When Kenneth Tanenbaum started raising the Kilmer Brownfield Equity Fund in early 2006, he knew he'd found a niche. While other infrastructure funds were piling into roads, bridges and utilities, Toronto's KBEF would specialize in Canadian brownfields: contaminated sites with second-life potential. The market liked Tanenbaum's pitch, not to mention the fact that KBEF parent company Kilmer Van Nostrand Co. had already kicked in $20 million. Tanenbaum and his fellow managing partners closed the fund last December with $100 million in assets, most it from institutional investors.

Tanenbaum bills KBEF as the nation's only private-equity pool dedicated to brownfields. It buys properties for $5 million to $15 million, finances cleanup and rezoning, and sells the shovel-ready land to commercial and residential developers. By this fall, it had sold one project, a former factory site in Mississauga. It also had a second sale under way and was negotiating several other purchases. Tanenbaum, son of Kilmer CEO and Maple Leaf Sports & Entertainment chairman Lawrence Tanenbaum, says the fund's centre of gravity is urban Ontario, but it is also active in Alberta, B.C. and Quebec.

• [Supplied material]:

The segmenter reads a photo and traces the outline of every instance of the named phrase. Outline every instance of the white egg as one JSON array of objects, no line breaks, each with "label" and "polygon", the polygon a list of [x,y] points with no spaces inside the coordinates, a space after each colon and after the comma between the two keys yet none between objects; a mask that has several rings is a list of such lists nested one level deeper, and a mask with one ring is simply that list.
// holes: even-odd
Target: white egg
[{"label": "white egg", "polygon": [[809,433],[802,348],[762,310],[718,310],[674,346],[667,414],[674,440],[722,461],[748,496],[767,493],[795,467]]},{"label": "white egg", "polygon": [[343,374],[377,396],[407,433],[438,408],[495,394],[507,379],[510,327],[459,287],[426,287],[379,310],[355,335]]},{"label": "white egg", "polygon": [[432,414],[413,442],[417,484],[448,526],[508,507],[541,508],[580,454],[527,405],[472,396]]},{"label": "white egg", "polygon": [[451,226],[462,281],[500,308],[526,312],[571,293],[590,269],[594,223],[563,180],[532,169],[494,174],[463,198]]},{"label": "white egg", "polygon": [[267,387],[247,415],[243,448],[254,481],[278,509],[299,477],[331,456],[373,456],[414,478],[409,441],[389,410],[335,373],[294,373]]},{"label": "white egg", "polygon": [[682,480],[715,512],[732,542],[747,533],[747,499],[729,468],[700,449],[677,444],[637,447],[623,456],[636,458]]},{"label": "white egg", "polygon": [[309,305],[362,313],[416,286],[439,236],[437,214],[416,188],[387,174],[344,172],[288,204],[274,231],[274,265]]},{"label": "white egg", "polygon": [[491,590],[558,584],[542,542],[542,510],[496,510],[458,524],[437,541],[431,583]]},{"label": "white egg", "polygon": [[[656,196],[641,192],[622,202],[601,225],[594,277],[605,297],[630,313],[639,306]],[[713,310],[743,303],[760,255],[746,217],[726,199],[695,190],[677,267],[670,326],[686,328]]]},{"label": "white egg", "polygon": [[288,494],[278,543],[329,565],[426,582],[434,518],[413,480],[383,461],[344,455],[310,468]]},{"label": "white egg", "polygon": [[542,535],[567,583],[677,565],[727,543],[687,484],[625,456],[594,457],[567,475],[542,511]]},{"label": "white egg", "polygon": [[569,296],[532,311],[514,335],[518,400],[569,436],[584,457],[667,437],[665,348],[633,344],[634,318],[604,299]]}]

• [Problems to work on]:
1) Check each statement against the passage on the brownfield fund. For each, answer yes or no and quote the words from the passage that settle it.
(a) KBEF pays between $5 million and $15 million for the properties it buys.
(b) By this fall, the fund had sold two projects.
(c) Kilmer Van Nostrand Co. had put $20 million into the fund.
2) Output everything in the passage on the brownfield fund from "When Kenneth Tanenbaum" down to "from institutional investors.".
The listing isn't needed here.

• [Expected answers]:
1)
(a) Yes: "It buys properties for $5 million to $15 million"
(b) No: "By this fall, it had sold one project, a former factory site in Mississauga."
(c) Yes: "KBEF parent company Kilmer Van Nostrand Co. had already kicked in $20 million"

2)
When Kenneth Tanenbaum started raising the Kilmer Brownfield Equity Fund in early 2006, he knew he'd found a niche. While other infrastructure funds were piling into roads, bridges and utilities, Toronto's KBEF would specialize in Canadian brownfields: contaminated sites with second-life potential. The market liked Tanenbaum's pitch, not to mention the fact that KBEF parent company Kilmer Van Nostrand Co. had already kicked in $20 million. Tanenbaum and his fellow managing partners closed the fund last December with $100 million in assets, most it from institutional investors.